[Saved entries]
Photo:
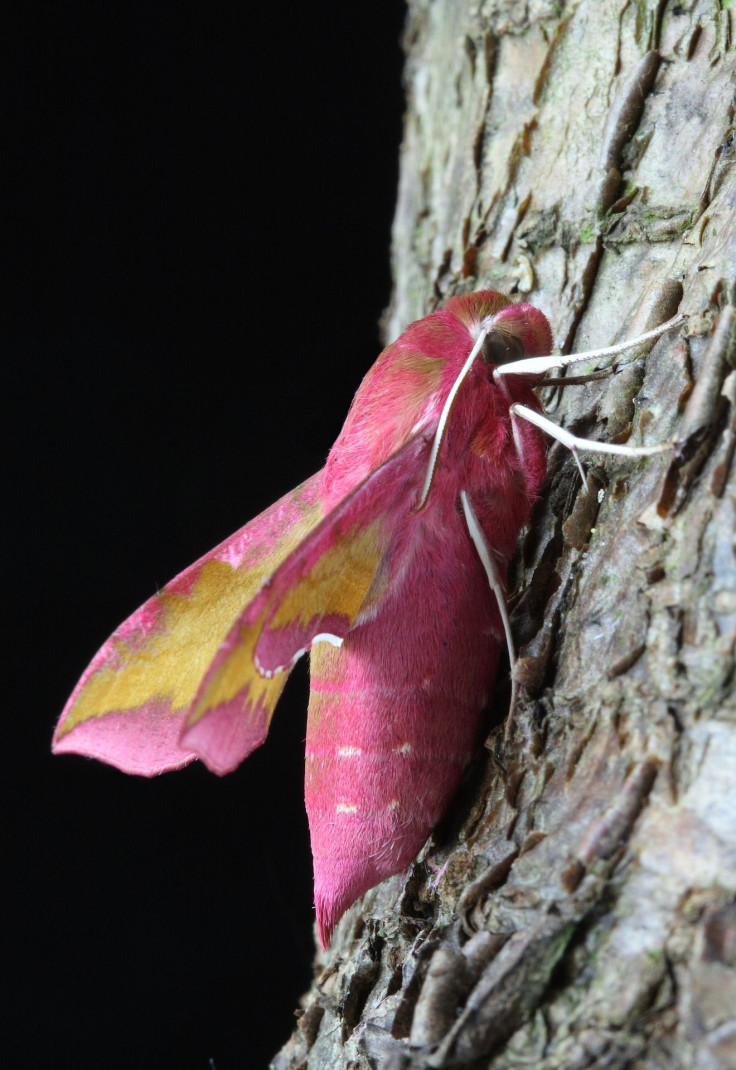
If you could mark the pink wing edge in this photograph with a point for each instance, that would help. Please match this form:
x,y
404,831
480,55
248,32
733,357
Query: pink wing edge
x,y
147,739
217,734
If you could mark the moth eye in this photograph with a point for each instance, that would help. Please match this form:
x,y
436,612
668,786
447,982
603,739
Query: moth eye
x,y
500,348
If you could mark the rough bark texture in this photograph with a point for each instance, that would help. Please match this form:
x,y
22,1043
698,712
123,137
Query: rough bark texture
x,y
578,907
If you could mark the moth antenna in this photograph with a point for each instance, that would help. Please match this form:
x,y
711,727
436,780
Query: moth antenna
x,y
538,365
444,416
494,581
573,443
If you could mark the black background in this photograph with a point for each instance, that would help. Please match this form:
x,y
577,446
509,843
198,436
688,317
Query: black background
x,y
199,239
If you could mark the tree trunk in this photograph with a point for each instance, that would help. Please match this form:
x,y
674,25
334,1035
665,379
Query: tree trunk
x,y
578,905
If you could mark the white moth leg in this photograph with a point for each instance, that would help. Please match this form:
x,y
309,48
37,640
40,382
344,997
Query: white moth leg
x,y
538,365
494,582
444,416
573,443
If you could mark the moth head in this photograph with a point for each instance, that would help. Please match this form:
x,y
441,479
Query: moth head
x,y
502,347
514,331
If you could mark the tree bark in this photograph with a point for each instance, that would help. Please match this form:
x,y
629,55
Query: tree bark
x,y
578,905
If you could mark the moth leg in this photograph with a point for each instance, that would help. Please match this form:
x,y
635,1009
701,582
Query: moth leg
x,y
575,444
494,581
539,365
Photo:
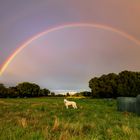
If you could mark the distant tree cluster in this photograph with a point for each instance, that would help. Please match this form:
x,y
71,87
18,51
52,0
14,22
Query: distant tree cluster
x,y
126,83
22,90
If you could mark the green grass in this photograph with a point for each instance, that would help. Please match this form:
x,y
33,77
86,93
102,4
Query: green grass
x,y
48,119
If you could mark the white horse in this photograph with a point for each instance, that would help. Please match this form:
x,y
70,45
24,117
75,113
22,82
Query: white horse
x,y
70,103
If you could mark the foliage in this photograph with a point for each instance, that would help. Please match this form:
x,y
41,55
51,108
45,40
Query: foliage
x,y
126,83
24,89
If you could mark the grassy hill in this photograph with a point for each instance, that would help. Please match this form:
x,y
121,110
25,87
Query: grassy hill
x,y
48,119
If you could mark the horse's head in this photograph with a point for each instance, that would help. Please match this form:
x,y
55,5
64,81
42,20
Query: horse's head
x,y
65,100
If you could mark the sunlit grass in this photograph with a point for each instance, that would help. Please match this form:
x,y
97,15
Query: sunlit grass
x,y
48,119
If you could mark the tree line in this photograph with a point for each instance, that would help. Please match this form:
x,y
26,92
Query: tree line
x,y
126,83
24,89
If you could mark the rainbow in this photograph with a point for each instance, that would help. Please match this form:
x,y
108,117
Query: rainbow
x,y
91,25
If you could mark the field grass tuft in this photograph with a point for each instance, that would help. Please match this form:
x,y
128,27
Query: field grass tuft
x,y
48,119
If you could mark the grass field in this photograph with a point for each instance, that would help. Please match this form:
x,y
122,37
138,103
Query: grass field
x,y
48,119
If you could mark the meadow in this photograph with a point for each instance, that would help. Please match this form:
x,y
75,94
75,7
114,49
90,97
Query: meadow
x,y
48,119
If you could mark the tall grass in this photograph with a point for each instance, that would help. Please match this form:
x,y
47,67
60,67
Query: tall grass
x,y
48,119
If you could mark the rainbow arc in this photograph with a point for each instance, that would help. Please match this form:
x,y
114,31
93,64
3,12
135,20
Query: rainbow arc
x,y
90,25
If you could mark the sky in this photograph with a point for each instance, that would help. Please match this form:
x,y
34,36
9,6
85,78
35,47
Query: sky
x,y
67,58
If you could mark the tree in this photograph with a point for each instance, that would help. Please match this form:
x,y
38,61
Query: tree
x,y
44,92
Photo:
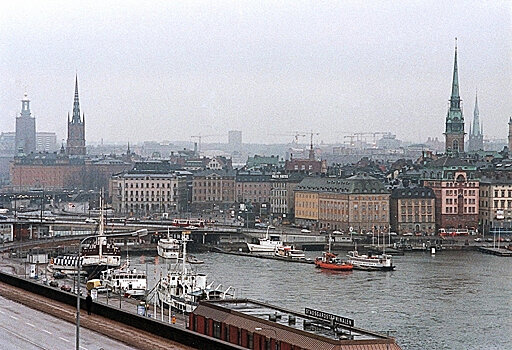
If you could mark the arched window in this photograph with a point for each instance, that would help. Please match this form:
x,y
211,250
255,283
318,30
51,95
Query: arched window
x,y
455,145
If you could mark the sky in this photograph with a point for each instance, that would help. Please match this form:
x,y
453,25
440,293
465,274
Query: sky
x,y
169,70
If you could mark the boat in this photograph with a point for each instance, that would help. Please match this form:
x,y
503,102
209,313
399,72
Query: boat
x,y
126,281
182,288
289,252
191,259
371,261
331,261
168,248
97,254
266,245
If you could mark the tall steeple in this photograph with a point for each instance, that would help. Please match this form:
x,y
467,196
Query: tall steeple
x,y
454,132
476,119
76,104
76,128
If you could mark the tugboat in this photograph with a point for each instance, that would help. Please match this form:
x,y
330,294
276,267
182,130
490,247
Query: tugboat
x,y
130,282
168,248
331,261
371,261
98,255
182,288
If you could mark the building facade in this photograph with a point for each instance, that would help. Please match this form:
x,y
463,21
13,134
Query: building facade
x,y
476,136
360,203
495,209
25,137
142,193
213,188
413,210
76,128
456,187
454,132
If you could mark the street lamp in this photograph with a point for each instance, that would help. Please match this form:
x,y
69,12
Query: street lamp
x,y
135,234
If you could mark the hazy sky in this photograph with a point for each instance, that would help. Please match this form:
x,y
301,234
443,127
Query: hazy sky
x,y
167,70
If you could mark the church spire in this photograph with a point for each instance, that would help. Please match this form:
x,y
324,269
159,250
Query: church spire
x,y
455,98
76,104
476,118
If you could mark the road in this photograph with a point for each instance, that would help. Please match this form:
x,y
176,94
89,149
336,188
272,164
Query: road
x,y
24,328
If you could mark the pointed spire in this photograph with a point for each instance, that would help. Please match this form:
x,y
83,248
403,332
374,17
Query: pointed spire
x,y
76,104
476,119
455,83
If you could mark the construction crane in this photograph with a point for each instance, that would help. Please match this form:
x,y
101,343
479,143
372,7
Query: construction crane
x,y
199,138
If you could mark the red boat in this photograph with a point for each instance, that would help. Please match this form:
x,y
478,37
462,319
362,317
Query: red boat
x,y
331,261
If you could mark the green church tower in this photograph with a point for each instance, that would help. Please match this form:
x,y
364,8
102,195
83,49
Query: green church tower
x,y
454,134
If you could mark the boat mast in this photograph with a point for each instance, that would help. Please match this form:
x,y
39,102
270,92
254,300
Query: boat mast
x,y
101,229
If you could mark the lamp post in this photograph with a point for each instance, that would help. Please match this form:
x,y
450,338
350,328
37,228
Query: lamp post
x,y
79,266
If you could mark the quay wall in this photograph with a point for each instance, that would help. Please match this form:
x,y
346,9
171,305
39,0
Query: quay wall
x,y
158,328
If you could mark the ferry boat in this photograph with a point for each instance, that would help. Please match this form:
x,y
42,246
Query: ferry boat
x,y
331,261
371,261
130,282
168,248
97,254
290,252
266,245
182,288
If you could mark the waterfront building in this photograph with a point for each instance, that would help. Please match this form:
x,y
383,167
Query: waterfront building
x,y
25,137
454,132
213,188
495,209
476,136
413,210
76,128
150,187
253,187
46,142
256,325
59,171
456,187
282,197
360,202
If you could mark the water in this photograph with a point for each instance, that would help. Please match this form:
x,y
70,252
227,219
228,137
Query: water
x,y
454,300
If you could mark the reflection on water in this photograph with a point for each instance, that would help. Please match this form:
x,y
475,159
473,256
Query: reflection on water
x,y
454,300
==
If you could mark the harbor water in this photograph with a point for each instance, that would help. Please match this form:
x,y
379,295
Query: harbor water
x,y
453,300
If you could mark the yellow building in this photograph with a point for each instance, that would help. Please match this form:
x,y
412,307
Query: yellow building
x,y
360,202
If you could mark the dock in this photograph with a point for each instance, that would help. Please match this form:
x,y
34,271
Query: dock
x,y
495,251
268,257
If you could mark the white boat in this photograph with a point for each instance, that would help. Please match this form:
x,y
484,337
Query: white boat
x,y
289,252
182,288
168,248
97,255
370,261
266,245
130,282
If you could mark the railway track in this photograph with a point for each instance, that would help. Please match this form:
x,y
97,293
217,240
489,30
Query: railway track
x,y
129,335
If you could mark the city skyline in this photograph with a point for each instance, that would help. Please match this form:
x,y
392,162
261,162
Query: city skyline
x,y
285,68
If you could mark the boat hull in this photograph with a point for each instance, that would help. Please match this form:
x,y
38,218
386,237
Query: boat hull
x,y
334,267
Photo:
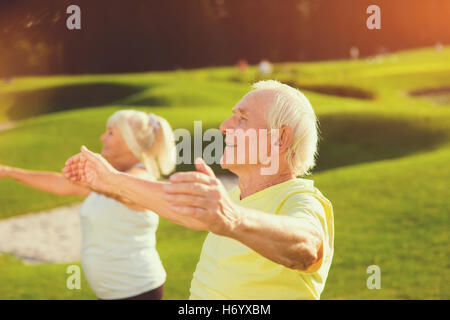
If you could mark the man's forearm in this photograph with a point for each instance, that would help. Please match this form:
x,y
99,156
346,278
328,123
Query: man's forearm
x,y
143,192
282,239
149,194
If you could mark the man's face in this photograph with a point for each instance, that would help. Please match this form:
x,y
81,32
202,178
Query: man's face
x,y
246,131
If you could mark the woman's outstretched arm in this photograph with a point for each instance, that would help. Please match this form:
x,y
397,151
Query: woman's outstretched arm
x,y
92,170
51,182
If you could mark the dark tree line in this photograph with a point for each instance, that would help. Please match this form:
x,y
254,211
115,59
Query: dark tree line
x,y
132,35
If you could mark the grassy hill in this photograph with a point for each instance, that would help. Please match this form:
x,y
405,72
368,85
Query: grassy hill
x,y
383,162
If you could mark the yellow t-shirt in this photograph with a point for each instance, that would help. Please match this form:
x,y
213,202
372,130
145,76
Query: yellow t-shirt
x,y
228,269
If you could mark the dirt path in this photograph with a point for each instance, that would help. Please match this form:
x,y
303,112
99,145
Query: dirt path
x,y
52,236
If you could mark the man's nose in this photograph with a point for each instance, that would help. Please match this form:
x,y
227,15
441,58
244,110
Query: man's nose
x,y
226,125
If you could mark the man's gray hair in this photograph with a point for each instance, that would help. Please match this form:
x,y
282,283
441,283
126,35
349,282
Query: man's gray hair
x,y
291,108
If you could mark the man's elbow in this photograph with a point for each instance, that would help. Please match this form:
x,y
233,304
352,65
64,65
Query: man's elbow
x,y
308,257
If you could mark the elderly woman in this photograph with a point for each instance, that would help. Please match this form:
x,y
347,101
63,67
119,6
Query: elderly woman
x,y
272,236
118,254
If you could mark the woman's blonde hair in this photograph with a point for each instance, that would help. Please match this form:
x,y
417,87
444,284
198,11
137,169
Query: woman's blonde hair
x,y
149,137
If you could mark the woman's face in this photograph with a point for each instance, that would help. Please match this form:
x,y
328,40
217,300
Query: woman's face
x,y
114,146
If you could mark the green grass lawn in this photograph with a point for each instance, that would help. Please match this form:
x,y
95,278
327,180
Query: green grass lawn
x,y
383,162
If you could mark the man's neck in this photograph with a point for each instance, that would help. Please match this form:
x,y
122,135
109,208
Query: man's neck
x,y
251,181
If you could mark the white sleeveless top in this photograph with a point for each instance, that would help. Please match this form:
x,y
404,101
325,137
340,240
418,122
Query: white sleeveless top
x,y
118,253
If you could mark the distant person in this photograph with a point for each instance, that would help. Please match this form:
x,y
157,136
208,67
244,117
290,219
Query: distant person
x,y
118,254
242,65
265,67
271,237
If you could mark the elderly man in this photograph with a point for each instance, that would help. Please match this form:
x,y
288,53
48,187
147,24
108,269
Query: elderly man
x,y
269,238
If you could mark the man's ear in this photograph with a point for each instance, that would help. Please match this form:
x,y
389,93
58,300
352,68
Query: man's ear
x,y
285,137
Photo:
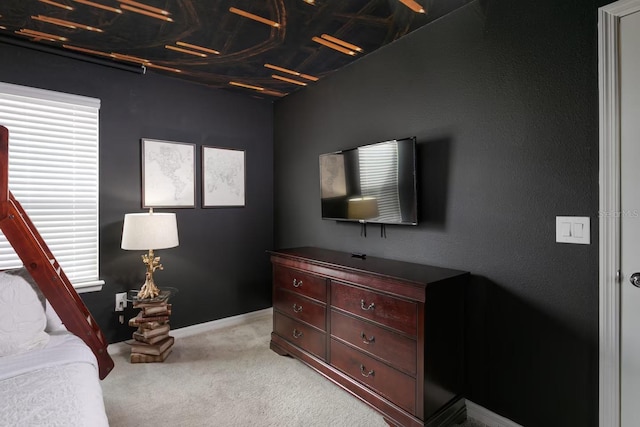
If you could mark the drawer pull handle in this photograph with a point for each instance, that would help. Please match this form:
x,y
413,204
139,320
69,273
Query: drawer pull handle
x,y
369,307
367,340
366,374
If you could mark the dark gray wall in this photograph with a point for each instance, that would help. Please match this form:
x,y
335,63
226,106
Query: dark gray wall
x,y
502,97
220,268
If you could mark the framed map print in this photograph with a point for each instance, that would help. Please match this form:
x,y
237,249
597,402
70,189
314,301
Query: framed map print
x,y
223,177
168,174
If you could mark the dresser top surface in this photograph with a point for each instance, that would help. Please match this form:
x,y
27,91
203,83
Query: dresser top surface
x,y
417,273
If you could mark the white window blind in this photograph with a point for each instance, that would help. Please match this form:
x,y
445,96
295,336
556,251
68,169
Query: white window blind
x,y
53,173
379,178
...
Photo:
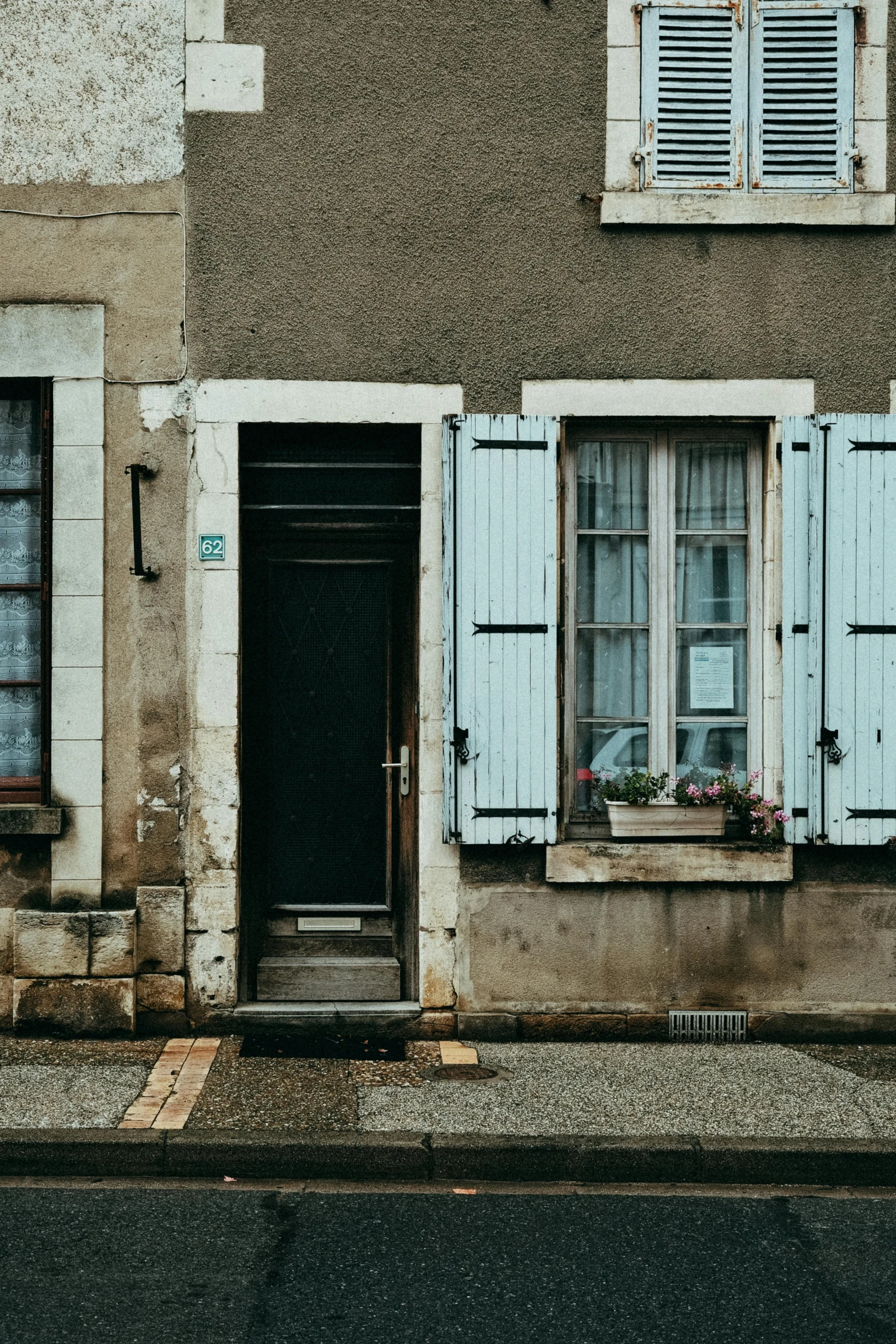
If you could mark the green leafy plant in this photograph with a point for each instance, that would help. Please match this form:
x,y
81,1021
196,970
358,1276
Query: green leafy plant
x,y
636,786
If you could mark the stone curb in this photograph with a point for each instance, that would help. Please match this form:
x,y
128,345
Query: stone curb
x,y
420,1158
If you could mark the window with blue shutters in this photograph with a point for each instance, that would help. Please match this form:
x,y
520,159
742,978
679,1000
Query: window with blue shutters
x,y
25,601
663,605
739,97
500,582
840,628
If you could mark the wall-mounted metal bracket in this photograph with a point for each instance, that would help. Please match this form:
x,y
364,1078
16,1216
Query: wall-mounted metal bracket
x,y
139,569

▶ [The task]: Please pull out every line from the rows above that contains the string "surface", treating uppercase and lowercase letters as different.

▶ [Problem solution]:
If you could mark the dresser top surface in this photograph with a point for each instance, that would help. Please match this form:
Query: dresser top surface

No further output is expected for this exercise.